=== Text extract ===

[R] algorithm for clustering categorical data

Tue Aug 6 20:43:59 CEST 2013

Thanks for the reply...

For some reason, I need to keep Euclidean distance in the process...

-----Original Message-----
From: Martin Maechler [mailto:maechler at stat.math.ethz.ch] 
Sent: Tuesday, August 06, 2013 12:04 PM
To: dcarlson at tamu.edu
Cc: Li, Yan; r-help at r-project.org
Subject: Re: [R] algorithm for clustering categorical data

>>>>> "DC" == David Carlson <dcarlson at tamu.edu>
>>>>>     on Tue, 6 Aug 2013 10:26:56 -0500 writes:

    > What do you mean by representing the categorical fields by 1:k?
    > a <- c("red", "green", "blue", "orange", "yellow")

    > becomes

    > a <- c(1, 2, 3, 4, 5)

    > That guarantees your results are worthless worthless indeed!

    > unless your categories
    > have an inherent order (e.g. tiny, small, medium, big, giant).
    > Otherwise it should be four (k-1) indicator/dummy variables (e.g.):

    > a.red <- c(1, 0, 0, 0, 0)
    > a.green <- c(0, 1, 0, 0, 0)
    > a.blue <- c(0, 0, 1, 0, 0)
    > a.orange <- c(0, 0, 0, 1, 0)

    > Then you can use Euclidean distance.

=== Dataset records ===

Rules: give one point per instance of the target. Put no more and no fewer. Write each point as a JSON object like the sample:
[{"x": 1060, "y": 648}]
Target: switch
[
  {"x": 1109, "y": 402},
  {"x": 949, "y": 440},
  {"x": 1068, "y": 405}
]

===

• [Written tasks]
• 1. In the R-help thread, what should unordered categories be turned into instead of the values 1 through k?
• 2. Duplicate the R-help thread from "For some reason, I" up to and including "fields by 1:k?".
The rows are separate material and have nothing to do with the R-help thread.

• [Task-by-task answers]
• 1. Four (k-1) indicator/dummy variables.

• 2.
For some reason, I need to keep Euclidean distance in the process...

-----Original Message-----
From: Martin Maechler [mailto:maechler at stat.math.ethz.ch] 
Sent: Tuesday, August 06, 2013 12:04 PM
To: dcarlson at tamu.edu
Cc: Li, Yan; r-help at r-project.org
Subject: Re: [R] algorithm for clustering categorical data

>>>>> "DC" == David Carlson <dcarlson at tamu.edu>
>>>>>     on Tue, 6 Aug 2013 10:26:56 -0500 writes:

    > What do you mean by representing the categorical fields by 1:k?